Stated problem A —
From the bangers and mash recipe below, list the components that make up the traditional dish, according to its definition.

Text extract —
^^^^^^^^^^^^^^^^

Bangers and mash recipe with pan-fried bite-sized sausages smothered in stout and onion gravy on creamy garlic mashed potatoes. A classic comfort food recipe with bite-sized sausages which makes it easier to enjoy!
Comfort foods are wonderful. Although it is summer and it’s too warm out for comfort foods, I often ask – why limit it to cold and dreary days? 🙂 Tasty foods should be had all year round right?
If you never heard of bangers and mash, it is a traditional dish from United Kingdom made of sausages, mashed potatoes and smothered with gravy and it’s absolutely delicious.
Personally, I think comfort foods should be easily eaten with one utensil and served in one bowl and usually wrapped in a cozy blanket in front of the TV. Sausages can be unwieldy and usually need to be cut or bit off piece by piece – and then there’s that fear of the initial bite where hot grease can potentially squirt out and burn your face (ouch?) so I decided to muck around with the classic bangers and mash recipe to make it easier to eat. 😛 The result? Deconstructed bangers and mash with bite-sized sausages over a roasted garlic mashed potato smothered in a beer and onion gravy! 🙂
INGREDIENTS FOR BANGERS AND MASH
All ingredients for this bangers and mash recipe can be found at your local grocery store.
For the mashed potatoes, I used milk however if you want to go the healthier route you substitute this for chicken broth but it will be slightly less creamy.
I switch up my potatoes when it comes to mashed potatoes. To be honest, I haven’t found a type that really stands out! For this recipe, I used russet potatoes but please let me know your preference because I can’t seem to tell the difference in flavor! 🙂
For the sausages, anything goes. Usually, I like to keep it to simple pork sausage.
For the gravy, we used a dark beer to give it a bit more flavor. (Stouts, Porters or any dark beer.) However, depending on how dark and strong the beer is, it may give the gravy a bit of a bitter kick. To reduce the bitter kick, we added ¼ to ½ teaspoon of maple syrup.

^^^^^^^^^^^^^^^^

The data —
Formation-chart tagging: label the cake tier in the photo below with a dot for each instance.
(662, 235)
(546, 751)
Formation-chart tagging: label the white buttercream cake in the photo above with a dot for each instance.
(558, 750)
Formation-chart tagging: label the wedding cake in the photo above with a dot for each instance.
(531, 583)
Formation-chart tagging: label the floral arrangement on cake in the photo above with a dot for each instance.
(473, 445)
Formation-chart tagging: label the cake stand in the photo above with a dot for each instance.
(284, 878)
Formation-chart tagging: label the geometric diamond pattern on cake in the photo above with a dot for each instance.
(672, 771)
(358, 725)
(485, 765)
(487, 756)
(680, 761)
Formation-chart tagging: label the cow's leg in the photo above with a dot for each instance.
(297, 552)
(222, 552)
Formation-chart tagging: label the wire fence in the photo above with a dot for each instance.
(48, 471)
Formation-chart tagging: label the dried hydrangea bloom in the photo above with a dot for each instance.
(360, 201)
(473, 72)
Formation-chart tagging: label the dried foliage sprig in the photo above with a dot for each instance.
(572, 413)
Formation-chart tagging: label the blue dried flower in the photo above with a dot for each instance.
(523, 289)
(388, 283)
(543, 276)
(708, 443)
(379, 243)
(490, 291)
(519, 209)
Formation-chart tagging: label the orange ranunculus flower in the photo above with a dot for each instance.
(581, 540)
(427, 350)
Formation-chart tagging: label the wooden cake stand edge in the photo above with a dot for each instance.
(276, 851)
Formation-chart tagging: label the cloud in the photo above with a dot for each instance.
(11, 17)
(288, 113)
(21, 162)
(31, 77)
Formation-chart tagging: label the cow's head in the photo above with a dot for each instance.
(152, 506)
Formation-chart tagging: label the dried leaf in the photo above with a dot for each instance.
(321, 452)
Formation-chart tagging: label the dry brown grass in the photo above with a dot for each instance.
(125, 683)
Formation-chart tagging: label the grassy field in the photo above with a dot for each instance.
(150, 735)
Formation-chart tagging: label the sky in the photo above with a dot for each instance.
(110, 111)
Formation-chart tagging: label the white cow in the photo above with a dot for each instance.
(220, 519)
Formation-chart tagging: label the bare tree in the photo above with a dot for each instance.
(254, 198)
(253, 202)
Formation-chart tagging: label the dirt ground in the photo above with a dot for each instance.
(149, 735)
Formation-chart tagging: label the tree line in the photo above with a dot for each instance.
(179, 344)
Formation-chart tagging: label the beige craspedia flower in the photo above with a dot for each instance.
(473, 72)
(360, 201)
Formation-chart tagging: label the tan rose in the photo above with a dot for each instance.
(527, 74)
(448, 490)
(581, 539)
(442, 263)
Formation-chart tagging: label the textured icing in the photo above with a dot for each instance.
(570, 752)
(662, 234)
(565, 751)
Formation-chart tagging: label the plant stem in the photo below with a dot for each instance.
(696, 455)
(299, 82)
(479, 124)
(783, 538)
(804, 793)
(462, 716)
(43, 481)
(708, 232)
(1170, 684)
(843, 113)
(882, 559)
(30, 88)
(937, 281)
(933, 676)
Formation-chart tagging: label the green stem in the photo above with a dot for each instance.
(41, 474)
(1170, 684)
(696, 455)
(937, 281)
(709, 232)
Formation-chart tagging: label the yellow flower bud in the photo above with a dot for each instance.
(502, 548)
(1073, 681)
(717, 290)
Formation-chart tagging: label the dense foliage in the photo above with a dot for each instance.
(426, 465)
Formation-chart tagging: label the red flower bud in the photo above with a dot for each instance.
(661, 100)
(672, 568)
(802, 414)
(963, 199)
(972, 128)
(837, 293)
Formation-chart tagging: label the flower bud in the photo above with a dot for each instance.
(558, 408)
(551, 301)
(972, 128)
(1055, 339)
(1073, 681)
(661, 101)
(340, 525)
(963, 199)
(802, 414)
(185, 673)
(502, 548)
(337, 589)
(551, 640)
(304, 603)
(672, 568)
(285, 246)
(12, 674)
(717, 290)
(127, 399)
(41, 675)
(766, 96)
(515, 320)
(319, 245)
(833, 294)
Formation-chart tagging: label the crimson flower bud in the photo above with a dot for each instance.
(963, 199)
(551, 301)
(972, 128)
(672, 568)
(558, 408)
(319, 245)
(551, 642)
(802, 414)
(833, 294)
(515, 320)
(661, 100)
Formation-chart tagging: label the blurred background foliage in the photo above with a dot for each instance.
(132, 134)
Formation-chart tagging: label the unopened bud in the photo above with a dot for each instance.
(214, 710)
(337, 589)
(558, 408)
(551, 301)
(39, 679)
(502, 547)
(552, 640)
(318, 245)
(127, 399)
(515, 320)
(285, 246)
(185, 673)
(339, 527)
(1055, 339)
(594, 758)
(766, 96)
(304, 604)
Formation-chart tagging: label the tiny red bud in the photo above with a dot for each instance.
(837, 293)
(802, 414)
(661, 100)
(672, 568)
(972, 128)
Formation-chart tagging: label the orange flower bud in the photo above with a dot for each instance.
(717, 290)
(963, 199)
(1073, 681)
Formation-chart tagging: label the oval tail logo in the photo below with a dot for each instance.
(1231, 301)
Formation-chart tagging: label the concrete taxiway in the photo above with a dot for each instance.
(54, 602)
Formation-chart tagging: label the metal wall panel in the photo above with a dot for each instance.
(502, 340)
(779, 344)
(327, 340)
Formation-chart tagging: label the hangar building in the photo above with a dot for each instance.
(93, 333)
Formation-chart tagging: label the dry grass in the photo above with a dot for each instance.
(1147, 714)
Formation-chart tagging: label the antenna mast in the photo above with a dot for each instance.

^^^^^^^^^^^^^^^^

Stated problem B —
Reproduce the lines in the records, starting at the line containing "Formation-chart tagging: label the unopened" and ending after the line containing "(1231, 301)".

Solution A —
- sausages
- mashed potatoes
- gravy

Solution B —
Formation-chart tagging: label the unopened bud in the photo above with a dot for each instance.
(214, 710)
(337, 589)
(558, 408)
(551, 301)
(39, 679)
(502, 547)
(552, 640)
(318, 245)
(127, 399)
(515, 320)
(285, 246)
(185, 673)
(339, 527)
(1055, 339)
(594, 758)
(766, 96)
(304, 604)
Formation-chart tagging: label the tiny red bud in the photo above with a dot for each instance.
(837, 293)
(802, 414)
(661, 100)
(672, 568)
(972, 128)
Formation-chart tagging: label the orange flower bud in the photo above with a dot for each instance.
(717, 290)
(963, 199)
(1073, 681)
Formation-chart tagging: label the oval tail logo in the photo below with a dot for each instance.
(1231, 301)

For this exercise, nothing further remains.